▶ [THE REQUEST] Please swap every "photo" in the material below for "image" and reproduce the rest unchanged, leaving the pictures out.

+++ DATA TO USE

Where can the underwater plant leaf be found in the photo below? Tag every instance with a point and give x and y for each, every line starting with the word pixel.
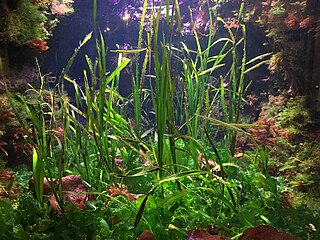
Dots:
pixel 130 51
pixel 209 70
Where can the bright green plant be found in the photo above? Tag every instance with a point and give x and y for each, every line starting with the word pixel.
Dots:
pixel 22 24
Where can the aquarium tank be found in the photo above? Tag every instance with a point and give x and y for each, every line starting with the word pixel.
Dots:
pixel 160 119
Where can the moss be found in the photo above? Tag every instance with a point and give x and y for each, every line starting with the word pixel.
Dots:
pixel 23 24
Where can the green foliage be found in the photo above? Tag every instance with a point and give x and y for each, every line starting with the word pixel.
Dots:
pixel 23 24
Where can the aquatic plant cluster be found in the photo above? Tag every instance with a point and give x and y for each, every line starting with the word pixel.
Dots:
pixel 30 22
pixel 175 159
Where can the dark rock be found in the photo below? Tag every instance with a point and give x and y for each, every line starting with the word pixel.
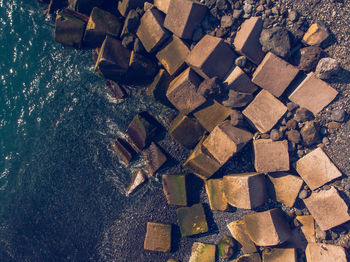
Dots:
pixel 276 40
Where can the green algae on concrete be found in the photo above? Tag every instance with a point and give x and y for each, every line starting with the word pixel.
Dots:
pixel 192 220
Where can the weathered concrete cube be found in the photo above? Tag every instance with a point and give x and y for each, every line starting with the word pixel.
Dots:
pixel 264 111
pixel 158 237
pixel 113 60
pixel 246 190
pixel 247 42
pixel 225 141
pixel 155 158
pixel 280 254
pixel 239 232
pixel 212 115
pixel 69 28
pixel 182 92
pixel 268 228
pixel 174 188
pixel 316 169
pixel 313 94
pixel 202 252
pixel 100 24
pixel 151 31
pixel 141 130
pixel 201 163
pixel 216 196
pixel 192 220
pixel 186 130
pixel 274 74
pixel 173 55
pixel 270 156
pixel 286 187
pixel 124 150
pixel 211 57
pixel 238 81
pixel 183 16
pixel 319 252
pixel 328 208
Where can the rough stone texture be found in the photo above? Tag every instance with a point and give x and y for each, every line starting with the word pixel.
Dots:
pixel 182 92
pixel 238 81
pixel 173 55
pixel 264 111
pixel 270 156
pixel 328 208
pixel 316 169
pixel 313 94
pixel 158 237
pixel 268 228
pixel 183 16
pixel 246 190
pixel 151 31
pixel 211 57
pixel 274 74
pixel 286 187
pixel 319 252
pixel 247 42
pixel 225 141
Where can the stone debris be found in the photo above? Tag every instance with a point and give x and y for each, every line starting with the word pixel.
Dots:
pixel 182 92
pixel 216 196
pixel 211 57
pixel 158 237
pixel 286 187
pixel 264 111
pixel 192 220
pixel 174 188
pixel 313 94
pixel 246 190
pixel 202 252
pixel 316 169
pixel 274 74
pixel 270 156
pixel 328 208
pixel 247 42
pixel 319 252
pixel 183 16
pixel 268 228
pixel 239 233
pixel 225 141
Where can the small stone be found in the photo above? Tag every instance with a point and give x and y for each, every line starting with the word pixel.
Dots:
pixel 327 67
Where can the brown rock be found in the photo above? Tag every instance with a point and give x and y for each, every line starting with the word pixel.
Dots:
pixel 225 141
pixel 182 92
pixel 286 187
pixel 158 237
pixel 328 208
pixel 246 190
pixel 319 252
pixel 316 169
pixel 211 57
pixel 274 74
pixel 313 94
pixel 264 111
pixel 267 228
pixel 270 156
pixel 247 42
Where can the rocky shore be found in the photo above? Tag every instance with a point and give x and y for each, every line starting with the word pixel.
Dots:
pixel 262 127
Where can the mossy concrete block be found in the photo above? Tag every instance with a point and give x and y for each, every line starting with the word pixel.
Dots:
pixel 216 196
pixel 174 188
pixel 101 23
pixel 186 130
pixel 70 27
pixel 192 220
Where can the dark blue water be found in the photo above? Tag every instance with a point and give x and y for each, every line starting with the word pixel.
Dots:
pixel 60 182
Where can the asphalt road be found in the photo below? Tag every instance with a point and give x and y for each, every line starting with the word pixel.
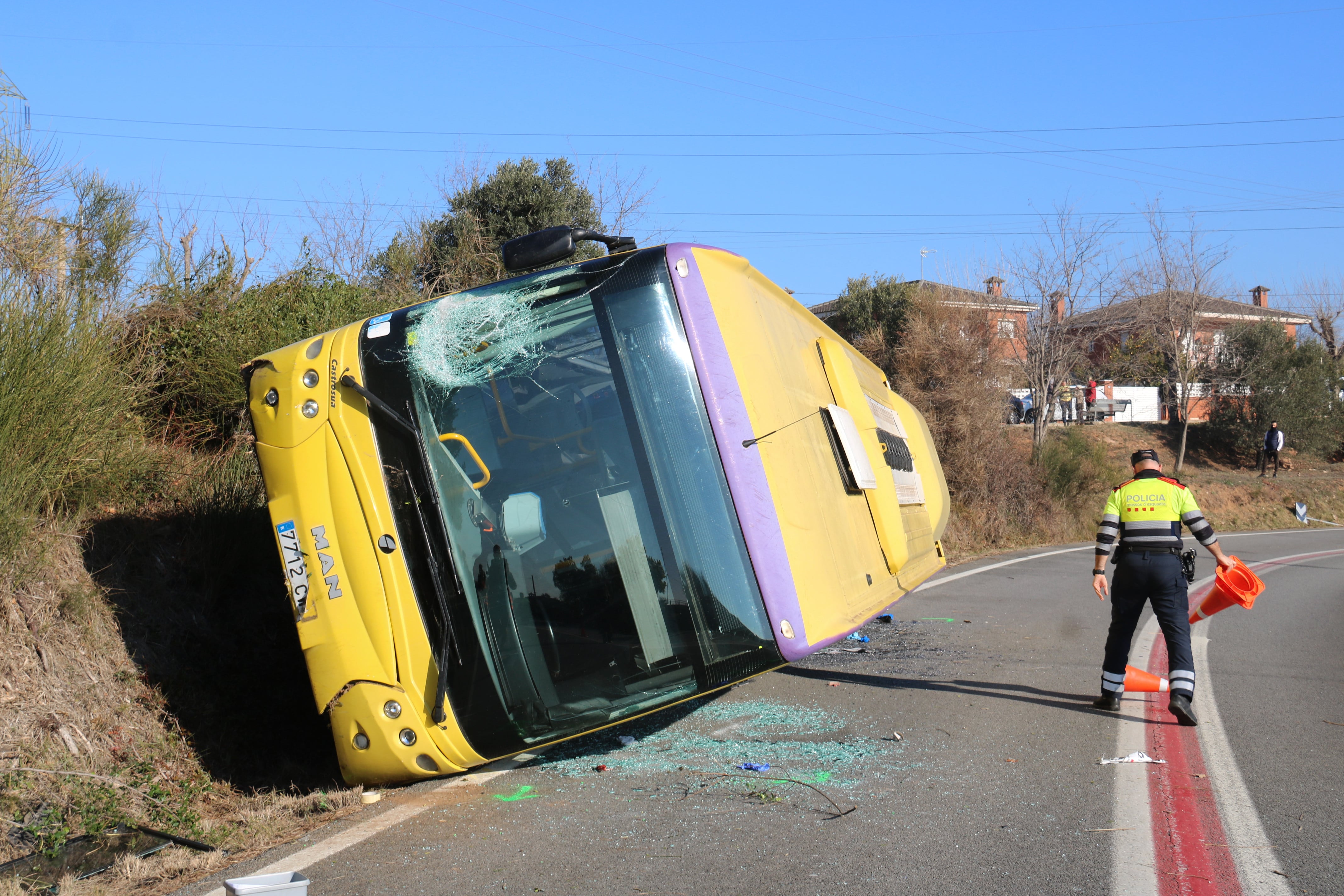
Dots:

++++++

▶ [REPLY TO THE EXERCISE]
Where can the underwater plant leaf be found in the image below? Tag every instance with a point and give x and y for each, every line starting with the word pixel.
Dots:
pixel 130 51
pixel 209 70
Where can the bright green plant be found in the image above? Tag every instance with a point and give x and y for each, every line starting with the word pixel.
Dots:
pixel 22 24
Where can the aquarium tank be found in the image above? Tag every instance with a point and give x and y for each, every line starting with the word pixel.
Dots:
pixel 160 119
Where can the moss be found in the image above? Tag every instance with a point and give x and y for each, every line starting with the word pixel.
Dots:
pixel 23 24
Where can the green foliage be found in the image above? Tag every instance with a point and give x and y for each, every line starting with the word pixel.
Dots:
pixel 23 24
Where can the aquatic plant cluster be found in the image above? Tag every instance with a point and give x and y for each, every line starting with the word pixel.
Dots:
pixel 30 22
pixel 175 159
Where can the dark rock be found in the image below? Tag every instance with a point and give x and y for each, every line starting with the word pixel.
Dots:
pixel 276 40
Where can the green algae on concrete be found in the image above? Tag every instance with a point and give x and y for each, every line starting with the word pixel.
Dots:
pixel 192 220
Where can the weathered concrete cube be found in the image above? Tag every instance with a point and give x and y for each, every line starting with the word pixel.
Dots:
pixel 264 111
pixel 158 237
pixel 113 60
pixel 246 190
pixel 247 42
pixel 225 141
pixel 155 158
pixel 280 254
pixel 239 232
pixel 212 115
pixel 69 28
pixel 182 92
pixel 268 228
pixel 174 188
pixel 316 169
pixel 313 94
pixel 202 252
pixel 100 24
pixel 151 31
pixel 141 130
pixel 201 163
pixel 216 196
pixel 192 220
pixel 186 130
pixel 274 74
pixel 173 55
pixel 270 156
pixel 286 187
pixel 124 150
pixel 211 57
pixel 238 81
pixel 183 16
pixel 319 252
pixel 328 208
Where can the rough stone texture be found in the image above? Tag every instance with a point and give x and y for each, every line starting with the word pixel.
Dots:
pixel 182 92
pixel 238 81
pixel 173 55
pixel 264 111
pixel 270 156
pixel 328 208
pixel 316 169
pixel 313 94
pixel 158 237
pixel 268 228
pixel 183 16
pixel 246 190
pixel 151 31
pixel 211 57
pixel 274 74
pixel 286 187
pixel 319 252
pixel 247 42
pixel 225 141
Where can the stone debris be found in the image above? Tag every instance with a point and give x and y for each, every line starting with the word pixel.
Dots:
pixel 182 92
pixel 216 196
pixel 211 57
pixel 158 237
pixel 286 187
pixel 264 111
pixel 192 220
pixel 174 188
pixel 313 94
pixel 246 190
pixel 202 252
pixel 316 169
pixel 274 74
pixel 270 156
pixel 328 208
pixel 247 42
pixel 319 252
pixel 183 16
pixel 268 228
pixel 239 233
pixel 225 141
Where can the small stone be found in the image above? Tag every instance with a point and give x and y for each, every line starting with the word pixel.
Dots:
pixel 327 67
Where can the brown rock be found in the image above? Tag every instance with a point and give x and y for each, every line starting with the word pixel.
Dots:
pixel 225 141
pixel 182 92
pixel 286 187
pixel 158 237
pixel 328 208
pixel 246 190
pixel 319 252
pixel 316 169
pixel 211 57
pixel 274 74
pixel 313 94
pixel 264 111
pixel 267 228
pixel 270 156
pixel 247 42
Where can the rocky shore be found in the image above? Tag every instance with a point and give x and y for each, every line starting with the word pixel.
Dots:
pixel 262 127
Where can the mossy concrete block be found in the image above? Tag every instance with a point and give x and y for each, every line starting with the word pixel.
Dots:
pixel 216 196
pixel 174 188
pixel 101 23
pixel 186 130
pixel 70 27
pixel 192 220
Where can the dark blue water be found in the image above? Tag every instance with a point and give x and y for each, every line starting with the word pixel.
Dots:
pixel 60 182
Where can the asphalt road be found in the image below? Tag every instance with a point and give x and y for each, every line starting with the word pixel.
Dots:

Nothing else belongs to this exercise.